引用原文:
========================================
5.3 加载快照

流程详解

流程概览

当节点重启或安装来自 Leader 的快照后,会进行加载快照来恢复状态机,其流程如下:

  1. 节点会将加载快照任务放进 ApplyTaskQueue,等待其被执行

  2. 当任务被执行时,会打开本地快照目录,并返回 SnapshotReader

  3. SnapshotReader 作为参数调用用户状态机的 on_snapshot_load

  4. 等待快照加载完成

  5. 以快照元数据中的节点配置作为参数,调用用户状态机的 on_configuration_committed

  6. 更新 applyIndex 为快照元数据中的 lastIncludedIndex

  7. 删除 logIndex<=lastIncludedIndex 的日志(细节略有出入,见以下代码解析)

  8. 将快照元数据中的节点配置设为当前节点配置

相关接口

加载快照时会调用的状态机函数:

class StateMachine {
public:
    // user defined snapshot load function
    // get and load snapshot
    // success return 0, fail return errno
    // Default: Load nothing and returns error.
    virtual int on_snapshot_load(::braft::SnapshotReader* reader);

    virtual void on_configuration_committed(const ::braft::Configuration& conf, int64_t index);
};

读取快照的 SnapshotReader

class SnapshotReader : public Snapshot {
public:
    // Load meta from
    virtual int load_meta(SnapshotMeta* meta) = 0;

    // Generate uri for other peers to copy this snapshot.
    // Return an empty string if some error has occcured
    virtual std::string generate_uri_for_copy() = 0;
};

class Snapshot : public butil::Status {
public:
    // Get the path of the Snapshot
    virtual std::string get_path() = 0;

    // List all the existing files in the Snapshot currently
    virtual void list_files(std::vector<std::string> *files) = 0;

    // Get the implementation-defined file_meta
    virtual int get_file_meta(const std::string& filename,
                              ::google::protobuf::Message* file_meta) {
        (void)filename;
        if (file_meta != NULL) {
            file_meta->Clear();
        }
        return 0;
    }
};

阶段一:触发加载快照

触发加载快照

节点在重启或下载完 Leader 的快照后,会触发加载快照。这两种场景都会调用 FSMCaller::on_snapshot_load 加载快照,只不过加载快照完成后的回调函数不同:

  • 重启:FirstSnapshotLoadDone

  • 安装快照:InstallSnapshotDone

场景 1:节点重启

节点重启时会遍历快照存储目录,获取最新的快照目录,将其打开并返回 SnapshotReader,然后调用 FSMCaller::on_snapshot_load 加载快照,并同步等待其加载完成:

// (1) 重启时,调用 init_snapshot_storage 加载快照
int NodeImpl::init(const NodeOptions& options) {
    ...
    // snapshot storage init and load
    if (init_snapshot_storage() != 0) {
        ...
        return -1;
    }
    ..
    return 0;
}

// (2) init_snapshot_storage 会调用 SnapshotExecutor::init
int NodeImpl::init_snapshot_storage() {
    ...
    return _snapshot_executor->init(opt);
}

int SnapshotExecutor::init(const SnapshotExecutorOptions& options) {
    ...
========================================
(图像对象位置条目)
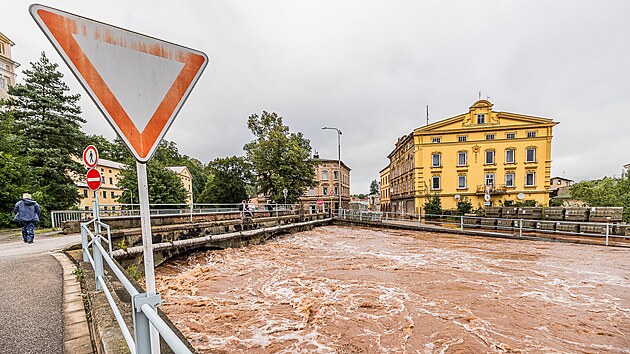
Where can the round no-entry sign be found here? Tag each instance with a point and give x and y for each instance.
(90, 156)
(93, 179)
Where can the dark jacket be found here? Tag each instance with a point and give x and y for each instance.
(27, 210)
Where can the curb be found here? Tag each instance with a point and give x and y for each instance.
(76, 332)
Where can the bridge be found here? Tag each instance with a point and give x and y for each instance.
(181, 232)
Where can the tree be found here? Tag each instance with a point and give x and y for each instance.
(229, 181)
(165, 186)
(608, 191)
(374, 187)
(48, 120)
(280, 159)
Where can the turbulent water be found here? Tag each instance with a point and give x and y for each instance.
(353, 290)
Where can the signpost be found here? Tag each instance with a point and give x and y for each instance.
(90, 156)
(138, 82)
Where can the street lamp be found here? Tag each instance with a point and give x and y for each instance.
(339, 167)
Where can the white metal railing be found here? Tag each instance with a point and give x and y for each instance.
(514, 225)
(143, 305)
(125, 210)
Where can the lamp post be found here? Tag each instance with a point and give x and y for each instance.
(339, 166)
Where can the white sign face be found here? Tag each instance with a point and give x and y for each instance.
(139, 82)
(90, 156)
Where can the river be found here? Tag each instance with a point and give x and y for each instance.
(357, 290)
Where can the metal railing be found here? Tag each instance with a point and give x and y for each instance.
(520, 225)
(125, 210)
(143, 305)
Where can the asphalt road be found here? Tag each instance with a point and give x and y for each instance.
(31, 296)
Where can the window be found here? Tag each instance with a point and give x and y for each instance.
(489, 157)
(461, 181)
(509, 156)
(530, 155)
(462, 158)
(435, 182)
(436, 160)
(489, 179)
(530, 179)
(509, 179)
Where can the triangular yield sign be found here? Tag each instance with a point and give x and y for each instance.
(139, 83)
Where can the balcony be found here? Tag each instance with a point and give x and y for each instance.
(491, 189)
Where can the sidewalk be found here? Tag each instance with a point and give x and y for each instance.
(41, 307)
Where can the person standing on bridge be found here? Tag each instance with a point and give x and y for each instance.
(27, 213)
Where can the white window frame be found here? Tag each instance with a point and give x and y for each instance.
(489, 177)
(513, 156)
(493, 157)
(527, 154)
(439, 182)
(461, 178)
(439, 160)
(533, 176)
(459, 154)
(506, 179)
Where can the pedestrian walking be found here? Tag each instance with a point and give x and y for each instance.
(27, 213)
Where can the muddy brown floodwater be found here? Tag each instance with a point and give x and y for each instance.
(355, 290)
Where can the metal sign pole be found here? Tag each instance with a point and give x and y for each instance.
(147, 244)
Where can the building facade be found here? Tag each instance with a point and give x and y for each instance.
(8, 66)
(109, 191)
(328, 185)
(385, 189)
(487, 157)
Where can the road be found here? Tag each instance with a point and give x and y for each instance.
(31, 295)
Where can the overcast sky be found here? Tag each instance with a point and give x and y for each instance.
(369, 68)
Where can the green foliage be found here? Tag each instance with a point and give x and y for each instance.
(280, 159)
(464, 206)
(375, 187)
(165, 186)
(229, 181)
(606, 192)
(44, 123)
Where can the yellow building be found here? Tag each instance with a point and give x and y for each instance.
(7, 66)
(385, 189)
(490, 158)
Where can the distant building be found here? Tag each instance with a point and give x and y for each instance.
(385, 189)
(109, 192)
(491, 158)
(328, 185)
(8, 77)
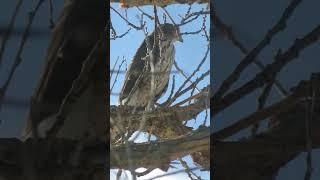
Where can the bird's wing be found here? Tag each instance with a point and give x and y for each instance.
(135, 69)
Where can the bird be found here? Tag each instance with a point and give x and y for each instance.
(137, 83)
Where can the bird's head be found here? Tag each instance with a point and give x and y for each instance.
(171, 31)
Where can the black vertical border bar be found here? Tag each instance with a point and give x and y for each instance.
(107, 43)
(211, 86)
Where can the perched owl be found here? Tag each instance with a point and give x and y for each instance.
(137, 84)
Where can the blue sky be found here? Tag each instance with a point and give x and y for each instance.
(188, 56)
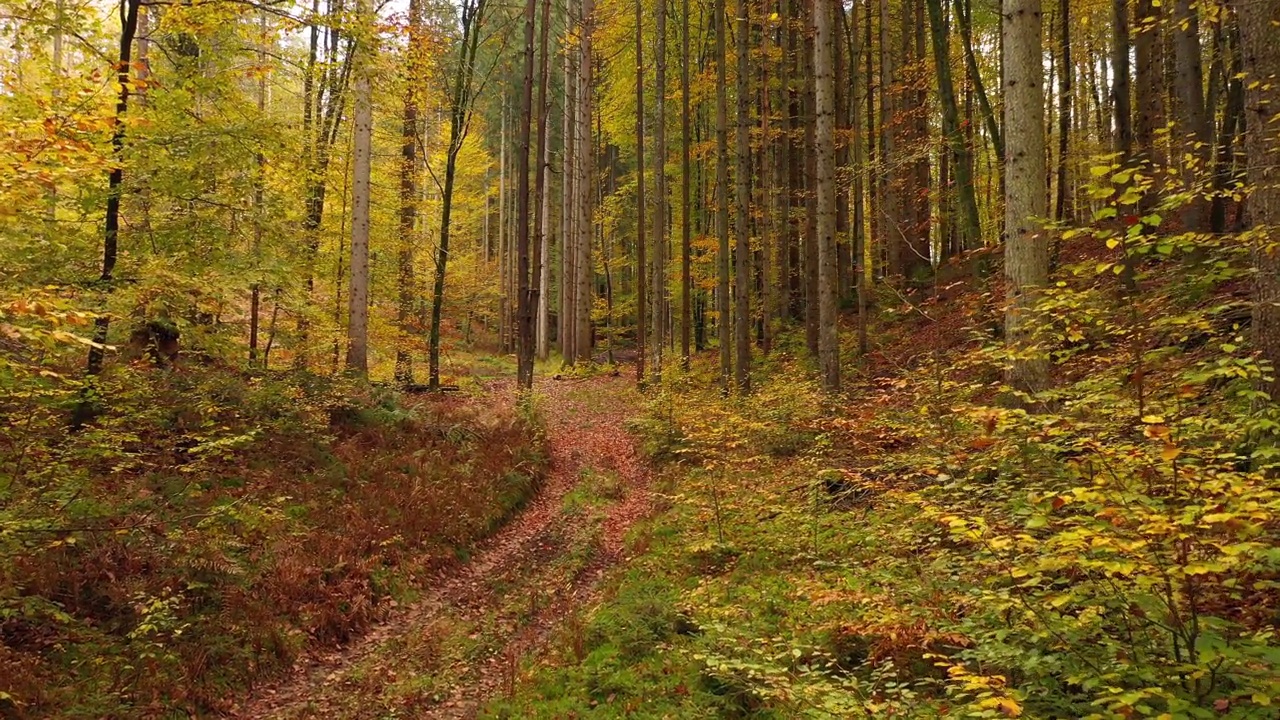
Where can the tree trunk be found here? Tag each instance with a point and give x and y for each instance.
(967, 200)
(362, 123)
(542, 242)
(114, 188)
(1148, 72)
(686, 283)
(824, 151)
(460, 114)
(1027, 250)
(408, 199)
(1261, 54)
(583, 264)
(524, 297)
(743, 199)
(722, 288)
(568, 203)
(659, 206)
(641, 261)
(1065, 77)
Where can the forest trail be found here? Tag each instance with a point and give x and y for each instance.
(461, 643)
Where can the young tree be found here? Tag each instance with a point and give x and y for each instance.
(743, 200)
(1025, 250)
(686, 283)
(961, 163)
(722, 305)
(460, 104)
(114, 188)
(408, 196)
(362, 123)
(524, 299)
(640, 205)
(828, 318)
(1261, 51)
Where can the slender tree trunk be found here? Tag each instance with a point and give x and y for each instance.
(1261, 54)
(408, 199)
(460, 113)
(362, 122)
(584, 268)
(1148, 59)
(114, 188)
(1223, 171)
(743, 199)
(686, 282)
(1064, 112)
(1027, 250)
(824, 151)
(543, 242)
(259, 181)
(641, 210)
(1121, 109)
(1196, 128)
(658, 299)
(722, 288)
(568, 233)
(524, 297)
(964, 18)
(967, 200)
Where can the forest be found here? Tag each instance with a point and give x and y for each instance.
(746, 359)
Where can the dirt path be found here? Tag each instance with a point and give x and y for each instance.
(461, 643)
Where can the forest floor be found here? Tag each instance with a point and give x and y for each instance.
(462, 643)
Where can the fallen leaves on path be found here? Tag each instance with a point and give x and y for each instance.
(524, 580)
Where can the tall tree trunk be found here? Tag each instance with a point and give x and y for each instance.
(1261, 54)
(658, 300)
(964, 18)
(568, 203)
(114, 188)
(524, 297)
(1121, 109)
(809, 246)
(542, 274)
(743, 199)
(362, 123)
(408, 197)
(722, 290)
(1196, 128)
(641, 210)
(259, 180)
(686, 282)
(967, 200)
(1223, 169)
(824, 151)
(460, 115)
(583, 265)
(1064, 112)
(1148, 72)
(1027, 250)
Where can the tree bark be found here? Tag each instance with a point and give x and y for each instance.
(686, 282)
(1027, 250)
(362, 123)
(722, 288)
(1261, 55)
(824, 160)
(641, 210)
(743, 201)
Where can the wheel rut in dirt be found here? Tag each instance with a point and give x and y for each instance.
(446, 655)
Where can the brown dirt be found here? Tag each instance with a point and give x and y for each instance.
(585, 434)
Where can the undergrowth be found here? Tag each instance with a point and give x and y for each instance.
(209, 525)
(924, 547)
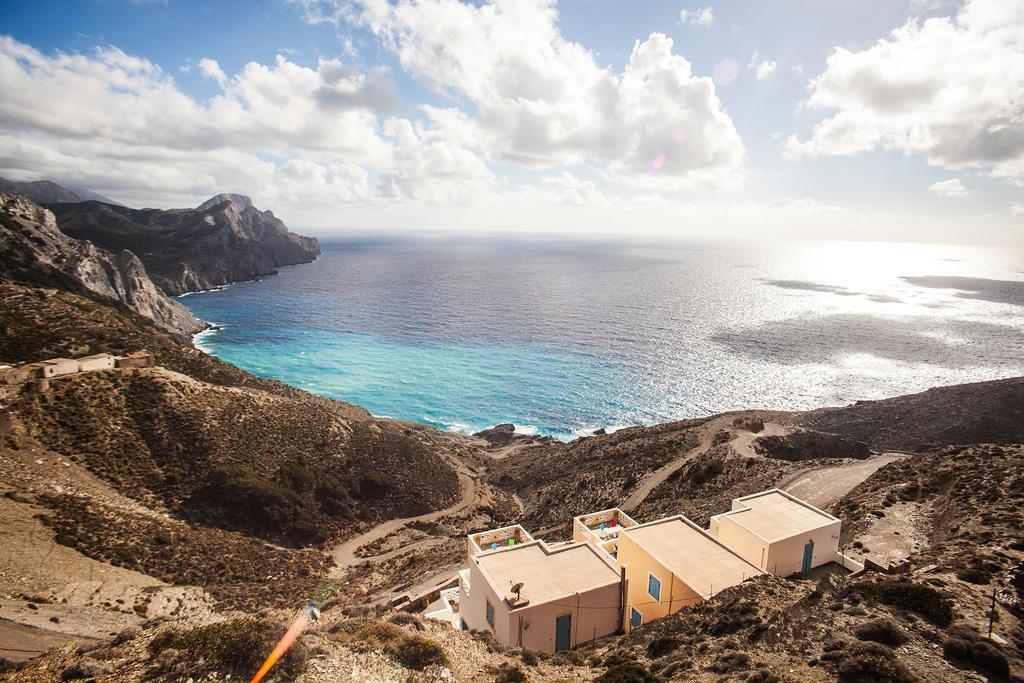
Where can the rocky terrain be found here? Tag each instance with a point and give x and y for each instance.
(46, 191)
(979, 413)
(34, 250)
(224, 240)
(167, 523)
========================================
任务要求: 从加载快照一文中原样摘录一段文字:从包含“读取快照的 SnapshotReader”的地方开始,到“copy this snapshot.”为止。

参考答案:
读取快照的 SnapshotReader

class SnapshotReader : public Snapshot {
public:
    // Load meta from
    virtual int load_meta(SnapshotMeta* meta) = 0;

    // Generate uri for other peers to copy this snapshot.